=== Begin Enclosure ===
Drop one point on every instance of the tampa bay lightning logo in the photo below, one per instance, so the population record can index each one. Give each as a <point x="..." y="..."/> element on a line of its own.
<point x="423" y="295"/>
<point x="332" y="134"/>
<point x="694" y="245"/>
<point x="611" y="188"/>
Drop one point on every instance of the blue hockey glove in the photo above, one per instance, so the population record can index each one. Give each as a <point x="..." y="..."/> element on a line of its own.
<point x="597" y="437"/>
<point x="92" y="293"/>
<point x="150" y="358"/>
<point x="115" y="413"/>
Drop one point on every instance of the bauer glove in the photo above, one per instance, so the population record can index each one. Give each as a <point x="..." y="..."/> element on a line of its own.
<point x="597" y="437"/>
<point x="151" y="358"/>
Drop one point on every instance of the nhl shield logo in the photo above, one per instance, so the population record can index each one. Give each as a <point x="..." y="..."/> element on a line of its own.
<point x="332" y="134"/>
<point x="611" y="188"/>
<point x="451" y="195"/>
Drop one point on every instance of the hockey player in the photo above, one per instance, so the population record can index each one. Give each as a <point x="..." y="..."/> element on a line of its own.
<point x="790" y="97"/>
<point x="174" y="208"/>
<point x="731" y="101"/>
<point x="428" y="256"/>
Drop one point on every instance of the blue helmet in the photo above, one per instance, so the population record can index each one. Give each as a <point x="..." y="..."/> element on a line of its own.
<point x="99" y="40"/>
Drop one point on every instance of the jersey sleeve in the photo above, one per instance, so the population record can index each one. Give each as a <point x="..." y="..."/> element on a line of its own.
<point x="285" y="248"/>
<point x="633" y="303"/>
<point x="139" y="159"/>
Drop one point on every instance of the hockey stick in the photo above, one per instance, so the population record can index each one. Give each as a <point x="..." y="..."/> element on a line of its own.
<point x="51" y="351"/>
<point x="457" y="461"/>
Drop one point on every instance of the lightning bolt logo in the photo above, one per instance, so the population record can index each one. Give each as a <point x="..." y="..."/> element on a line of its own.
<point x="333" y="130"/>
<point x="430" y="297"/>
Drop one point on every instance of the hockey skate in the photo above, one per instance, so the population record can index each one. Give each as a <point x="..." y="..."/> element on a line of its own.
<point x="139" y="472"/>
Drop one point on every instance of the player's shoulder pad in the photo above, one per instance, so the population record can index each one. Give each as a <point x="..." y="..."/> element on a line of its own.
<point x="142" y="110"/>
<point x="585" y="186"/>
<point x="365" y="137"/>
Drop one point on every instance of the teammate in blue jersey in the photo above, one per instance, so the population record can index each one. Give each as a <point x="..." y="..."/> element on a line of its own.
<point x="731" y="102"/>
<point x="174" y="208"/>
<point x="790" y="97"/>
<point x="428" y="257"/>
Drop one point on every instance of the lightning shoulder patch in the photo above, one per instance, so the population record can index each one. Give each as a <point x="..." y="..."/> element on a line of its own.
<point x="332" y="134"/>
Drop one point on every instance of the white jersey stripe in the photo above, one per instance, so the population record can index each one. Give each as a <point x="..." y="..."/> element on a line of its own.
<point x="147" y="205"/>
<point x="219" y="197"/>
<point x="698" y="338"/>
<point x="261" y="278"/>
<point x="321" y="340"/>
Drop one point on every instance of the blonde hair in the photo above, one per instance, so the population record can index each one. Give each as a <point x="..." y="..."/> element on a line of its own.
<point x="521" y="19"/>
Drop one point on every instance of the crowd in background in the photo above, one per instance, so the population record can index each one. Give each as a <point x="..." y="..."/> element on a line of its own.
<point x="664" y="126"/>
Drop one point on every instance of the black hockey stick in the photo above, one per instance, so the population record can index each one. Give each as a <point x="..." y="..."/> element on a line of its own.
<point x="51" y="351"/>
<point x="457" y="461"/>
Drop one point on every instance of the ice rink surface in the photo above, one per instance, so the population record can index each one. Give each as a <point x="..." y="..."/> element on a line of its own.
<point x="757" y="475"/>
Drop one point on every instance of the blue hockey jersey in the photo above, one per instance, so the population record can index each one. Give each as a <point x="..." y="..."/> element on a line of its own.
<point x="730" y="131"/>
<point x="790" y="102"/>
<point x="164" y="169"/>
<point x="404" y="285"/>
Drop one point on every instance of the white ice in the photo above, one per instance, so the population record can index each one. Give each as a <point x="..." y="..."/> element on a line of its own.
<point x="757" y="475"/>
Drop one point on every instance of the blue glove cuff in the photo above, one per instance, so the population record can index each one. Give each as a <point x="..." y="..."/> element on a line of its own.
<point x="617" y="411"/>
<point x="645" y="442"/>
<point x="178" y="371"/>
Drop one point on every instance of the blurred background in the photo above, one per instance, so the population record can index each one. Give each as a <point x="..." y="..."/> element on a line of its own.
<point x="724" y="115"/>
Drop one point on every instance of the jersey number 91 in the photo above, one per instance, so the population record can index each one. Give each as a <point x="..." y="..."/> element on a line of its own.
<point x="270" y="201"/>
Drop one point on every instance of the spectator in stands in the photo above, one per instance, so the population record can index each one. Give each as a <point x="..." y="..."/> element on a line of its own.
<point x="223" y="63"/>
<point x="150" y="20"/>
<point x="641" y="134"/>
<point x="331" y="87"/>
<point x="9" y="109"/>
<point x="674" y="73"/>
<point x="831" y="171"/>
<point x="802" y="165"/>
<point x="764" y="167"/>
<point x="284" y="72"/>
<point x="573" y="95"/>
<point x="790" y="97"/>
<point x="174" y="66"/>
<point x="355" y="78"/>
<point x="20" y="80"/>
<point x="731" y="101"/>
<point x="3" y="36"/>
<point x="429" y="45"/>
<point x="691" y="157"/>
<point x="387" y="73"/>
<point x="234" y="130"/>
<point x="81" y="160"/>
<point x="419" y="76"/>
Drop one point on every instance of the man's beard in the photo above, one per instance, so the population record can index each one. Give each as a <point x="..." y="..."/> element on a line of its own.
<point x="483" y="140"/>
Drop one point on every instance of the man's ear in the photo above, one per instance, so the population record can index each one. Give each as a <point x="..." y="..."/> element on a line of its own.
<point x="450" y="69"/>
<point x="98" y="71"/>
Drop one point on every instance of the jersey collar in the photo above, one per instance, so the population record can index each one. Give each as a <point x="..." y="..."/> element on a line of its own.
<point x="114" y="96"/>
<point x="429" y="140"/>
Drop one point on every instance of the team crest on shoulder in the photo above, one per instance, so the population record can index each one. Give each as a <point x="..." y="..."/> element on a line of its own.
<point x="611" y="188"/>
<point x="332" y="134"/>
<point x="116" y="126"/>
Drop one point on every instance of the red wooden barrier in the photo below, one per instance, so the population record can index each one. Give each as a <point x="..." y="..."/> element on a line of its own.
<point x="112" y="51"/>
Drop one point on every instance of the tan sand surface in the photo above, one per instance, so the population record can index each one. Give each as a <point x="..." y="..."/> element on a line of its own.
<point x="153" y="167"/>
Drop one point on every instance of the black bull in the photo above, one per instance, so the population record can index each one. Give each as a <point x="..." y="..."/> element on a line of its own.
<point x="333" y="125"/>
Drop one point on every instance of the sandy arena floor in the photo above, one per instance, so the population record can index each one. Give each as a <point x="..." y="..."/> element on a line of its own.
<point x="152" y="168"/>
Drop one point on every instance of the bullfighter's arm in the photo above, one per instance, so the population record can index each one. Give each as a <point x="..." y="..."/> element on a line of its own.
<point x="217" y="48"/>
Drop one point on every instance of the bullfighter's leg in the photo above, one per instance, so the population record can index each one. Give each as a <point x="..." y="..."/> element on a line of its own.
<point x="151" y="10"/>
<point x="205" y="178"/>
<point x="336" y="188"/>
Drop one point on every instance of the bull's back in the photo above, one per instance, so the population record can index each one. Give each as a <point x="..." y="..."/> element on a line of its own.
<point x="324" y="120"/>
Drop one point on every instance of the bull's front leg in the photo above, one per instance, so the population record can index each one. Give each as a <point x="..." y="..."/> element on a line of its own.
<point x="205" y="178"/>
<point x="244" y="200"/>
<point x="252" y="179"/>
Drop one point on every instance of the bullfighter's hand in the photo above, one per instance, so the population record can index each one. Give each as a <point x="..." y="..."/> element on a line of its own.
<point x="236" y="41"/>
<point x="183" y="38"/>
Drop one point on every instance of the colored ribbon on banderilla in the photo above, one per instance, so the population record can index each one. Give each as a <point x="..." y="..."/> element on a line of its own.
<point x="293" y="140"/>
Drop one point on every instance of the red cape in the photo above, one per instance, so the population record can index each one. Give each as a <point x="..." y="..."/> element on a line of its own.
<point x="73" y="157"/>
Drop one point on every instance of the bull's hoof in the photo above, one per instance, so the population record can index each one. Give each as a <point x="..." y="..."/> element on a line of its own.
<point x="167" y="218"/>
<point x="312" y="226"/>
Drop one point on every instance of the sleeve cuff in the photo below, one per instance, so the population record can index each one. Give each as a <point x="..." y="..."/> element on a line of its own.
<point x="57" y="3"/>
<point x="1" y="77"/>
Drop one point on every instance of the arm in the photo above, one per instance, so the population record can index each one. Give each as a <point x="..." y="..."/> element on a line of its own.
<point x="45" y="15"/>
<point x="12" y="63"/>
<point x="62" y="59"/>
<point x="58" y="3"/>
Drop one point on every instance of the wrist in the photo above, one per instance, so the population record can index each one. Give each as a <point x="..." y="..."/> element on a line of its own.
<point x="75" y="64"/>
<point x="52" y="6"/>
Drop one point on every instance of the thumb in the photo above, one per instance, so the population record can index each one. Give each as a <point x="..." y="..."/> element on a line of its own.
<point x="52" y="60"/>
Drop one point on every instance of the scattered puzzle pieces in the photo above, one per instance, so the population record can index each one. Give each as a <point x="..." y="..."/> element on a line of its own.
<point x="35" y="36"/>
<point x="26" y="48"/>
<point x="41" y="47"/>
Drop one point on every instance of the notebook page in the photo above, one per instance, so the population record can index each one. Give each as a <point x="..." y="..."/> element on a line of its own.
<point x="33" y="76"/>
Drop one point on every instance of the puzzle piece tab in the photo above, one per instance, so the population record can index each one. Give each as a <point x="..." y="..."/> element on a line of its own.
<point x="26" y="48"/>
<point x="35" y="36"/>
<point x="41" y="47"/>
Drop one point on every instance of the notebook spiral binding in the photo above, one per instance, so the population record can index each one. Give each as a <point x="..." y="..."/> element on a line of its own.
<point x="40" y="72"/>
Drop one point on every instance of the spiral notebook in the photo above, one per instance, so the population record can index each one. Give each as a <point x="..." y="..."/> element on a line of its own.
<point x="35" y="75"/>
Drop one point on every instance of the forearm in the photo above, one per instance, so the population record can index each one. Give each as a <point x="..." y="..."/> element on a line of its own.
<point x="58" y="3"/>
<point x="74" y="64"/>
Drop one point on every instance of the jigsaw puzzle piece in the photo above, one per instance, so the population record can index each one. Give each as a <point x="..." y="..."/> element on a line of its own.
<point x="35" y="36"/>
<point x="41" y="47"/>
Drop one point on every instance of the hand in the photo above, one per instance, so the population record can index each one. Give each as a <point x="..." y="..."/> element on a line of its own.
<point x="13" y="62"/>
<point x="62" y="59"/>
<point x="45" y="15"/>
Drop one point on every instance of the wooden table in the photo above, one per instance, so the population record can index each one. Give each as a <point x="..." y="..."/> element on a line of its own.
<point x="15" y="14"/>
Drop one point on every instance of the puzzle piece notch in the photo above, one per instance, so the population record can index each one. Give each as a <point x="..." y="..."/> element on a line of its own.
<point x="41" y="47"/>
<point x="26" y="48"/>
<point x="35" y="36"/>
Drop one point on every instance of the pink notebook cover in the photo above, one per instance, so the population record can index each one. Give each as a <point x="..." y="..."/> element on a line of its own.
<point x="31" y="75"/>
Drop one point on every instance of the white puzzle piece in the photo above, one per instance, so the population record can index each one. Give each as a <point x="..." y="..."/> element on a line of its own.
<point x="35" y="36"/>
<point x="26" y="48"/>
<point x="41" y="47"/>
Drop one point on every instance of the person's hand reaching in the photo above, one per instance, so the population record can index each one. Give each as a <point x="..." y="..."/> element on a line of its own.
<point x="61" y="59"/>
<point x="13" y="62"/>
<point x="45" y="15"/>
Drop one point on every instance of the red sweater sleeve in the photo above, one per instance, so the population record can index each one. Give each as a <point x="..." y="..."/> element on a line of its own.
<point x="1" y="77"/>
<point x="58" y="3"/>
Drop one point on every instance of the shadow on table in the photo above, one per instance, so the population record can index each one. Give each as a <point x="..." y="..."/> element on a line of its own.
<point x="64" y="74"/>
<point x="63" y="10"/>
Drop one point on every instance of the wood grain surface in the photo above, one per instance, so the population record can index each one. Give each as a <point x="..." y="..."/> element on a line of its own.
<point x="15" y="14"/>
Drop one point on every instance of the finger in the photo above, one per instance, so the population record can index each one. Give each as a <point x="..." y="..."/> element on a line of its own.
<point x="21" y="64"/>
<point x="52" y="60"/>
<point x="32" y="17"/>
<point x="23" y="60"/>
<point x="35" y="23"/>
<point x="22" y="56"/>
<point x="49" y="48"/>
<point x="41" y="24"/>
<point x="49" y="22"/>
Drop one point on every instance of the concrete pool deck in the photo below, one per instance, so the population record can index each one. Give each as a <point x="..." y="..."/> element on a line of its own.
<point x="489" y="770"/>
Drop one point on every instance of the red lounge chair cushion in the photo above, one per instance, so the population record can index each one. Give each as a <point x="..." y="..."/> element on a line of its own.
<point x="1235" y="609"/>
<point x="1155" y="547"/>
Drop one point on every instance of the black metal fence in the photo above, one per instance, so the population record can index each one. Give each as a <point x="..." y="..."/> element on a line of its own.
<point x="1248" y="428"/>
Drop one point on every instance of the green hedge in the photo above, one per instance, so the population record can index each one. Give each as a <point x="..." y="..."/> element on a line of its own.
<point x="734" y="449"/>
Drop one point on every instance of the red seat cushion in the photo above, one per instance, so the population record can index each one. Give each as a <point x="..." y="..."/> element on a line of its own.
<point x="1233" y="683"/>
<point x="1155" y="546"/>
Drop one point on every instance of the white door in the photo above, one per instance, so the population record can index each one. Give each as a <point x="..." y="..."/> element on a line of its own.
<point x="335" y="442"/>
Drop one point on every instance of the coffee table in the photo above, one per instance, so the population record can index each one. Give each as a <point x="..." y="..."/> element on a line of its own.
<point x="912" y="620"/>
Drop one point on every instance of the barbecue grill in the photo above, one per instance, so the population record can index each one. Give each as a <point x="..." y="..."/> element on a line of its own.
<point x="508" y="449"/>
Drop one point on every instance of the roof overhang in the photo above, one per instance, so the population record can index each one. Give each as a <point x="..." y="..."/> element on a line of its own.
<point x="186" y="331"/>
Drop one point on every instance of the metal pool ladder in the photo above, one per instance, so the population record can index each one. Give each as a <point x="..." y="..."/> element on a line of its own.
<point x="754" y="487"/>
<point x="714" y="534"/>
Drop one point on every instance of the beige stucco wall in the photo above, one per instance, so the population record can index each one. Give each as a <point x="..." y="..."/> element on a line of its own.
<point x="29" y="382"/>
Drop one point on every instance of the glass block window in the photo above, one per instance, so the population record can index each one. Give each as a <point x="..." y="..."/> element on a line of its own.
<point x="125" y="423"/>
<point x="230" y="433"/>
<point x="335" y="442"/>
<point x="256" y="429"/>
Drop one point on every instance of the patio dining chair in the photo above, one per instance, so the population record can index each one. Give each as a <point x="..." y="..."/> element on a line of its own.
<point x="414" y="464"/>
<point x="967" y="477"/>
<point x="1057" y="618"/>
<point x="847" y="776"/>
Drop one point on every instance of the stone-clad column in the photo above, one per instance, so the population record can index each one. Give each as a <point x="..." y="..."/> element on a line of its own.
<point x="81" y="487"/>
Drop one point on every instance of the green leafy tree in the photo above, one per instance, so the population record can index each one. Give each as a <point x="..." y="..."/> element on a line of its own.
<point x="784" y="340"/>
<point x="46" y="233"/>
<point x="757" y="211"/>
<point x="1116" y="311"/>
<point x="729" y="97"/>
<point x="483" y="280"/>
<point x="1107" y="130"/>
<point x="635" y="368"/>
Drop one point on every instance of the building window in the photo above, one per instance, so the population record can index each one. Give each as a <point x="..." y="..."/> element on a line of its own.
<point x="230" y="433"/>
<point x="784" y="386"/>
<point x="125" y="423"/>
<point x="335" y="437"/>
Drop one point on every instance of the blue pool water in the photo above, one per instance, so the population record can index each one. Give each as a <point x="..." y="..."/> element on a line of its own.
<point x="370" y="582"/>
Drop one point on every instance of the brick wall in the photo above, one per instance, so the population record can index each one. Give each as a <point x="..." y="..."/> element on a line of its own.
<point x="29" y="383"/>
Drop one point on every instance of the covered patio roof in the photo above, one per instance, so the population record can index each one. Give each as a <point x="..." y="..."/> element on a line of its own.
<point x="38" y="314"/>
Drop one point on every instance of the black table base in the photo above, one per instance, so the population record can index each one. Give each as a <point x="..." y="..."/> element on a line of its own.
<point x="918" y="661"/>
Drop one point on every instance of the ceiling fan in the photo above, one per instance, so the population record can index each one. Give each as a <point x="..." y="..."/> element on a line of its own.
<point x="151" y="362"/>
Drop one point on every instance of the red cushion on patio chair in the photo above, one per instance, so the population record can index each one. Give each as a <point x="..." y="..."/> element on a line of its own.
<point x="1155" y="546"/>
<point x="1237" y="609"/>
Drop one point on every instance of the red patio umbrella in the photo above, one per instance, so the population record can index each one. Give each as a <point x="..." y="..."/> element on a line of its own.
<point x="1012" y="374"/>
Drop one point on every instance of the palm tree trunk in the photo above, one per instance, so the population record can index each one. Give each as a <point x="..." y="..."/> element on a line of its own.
=== End Enclosure ===
*What is required*: Transcribe exactly the lines from the one containing "Drop one point on every instance of the ceiling" through the end of the records, both included, and nothing else.

*Response area*:
Drop one point on every instance of the ceiling fan in the photo above, one per instance, so the population record can index each one. Give each as a <point x="..." y="..."/> element on a line of its own.
<point x="151" y="362"/>
Drop one point on every instance of the red cushion on patio chair in the photo above, one per instance, so the population record can index each one. Give each as a <point x="..." y="..."/> element on a line of its own.
<point x="1155" y="546"/>
<point x="1237" y="609"/>
Drop one point on every instance of the red patio umbrella in the photo above, one per instance, so the population record can index each one. Give each as a <point x="..." y="..."/> element on a line of its own.
<point x="1012" y="374"/>
Drop one point on every instance of the palm tree trunk in the photo above, one per instance, so the population record can index each one. Give each as a <point x="..." y="..."/> element on a line of its own.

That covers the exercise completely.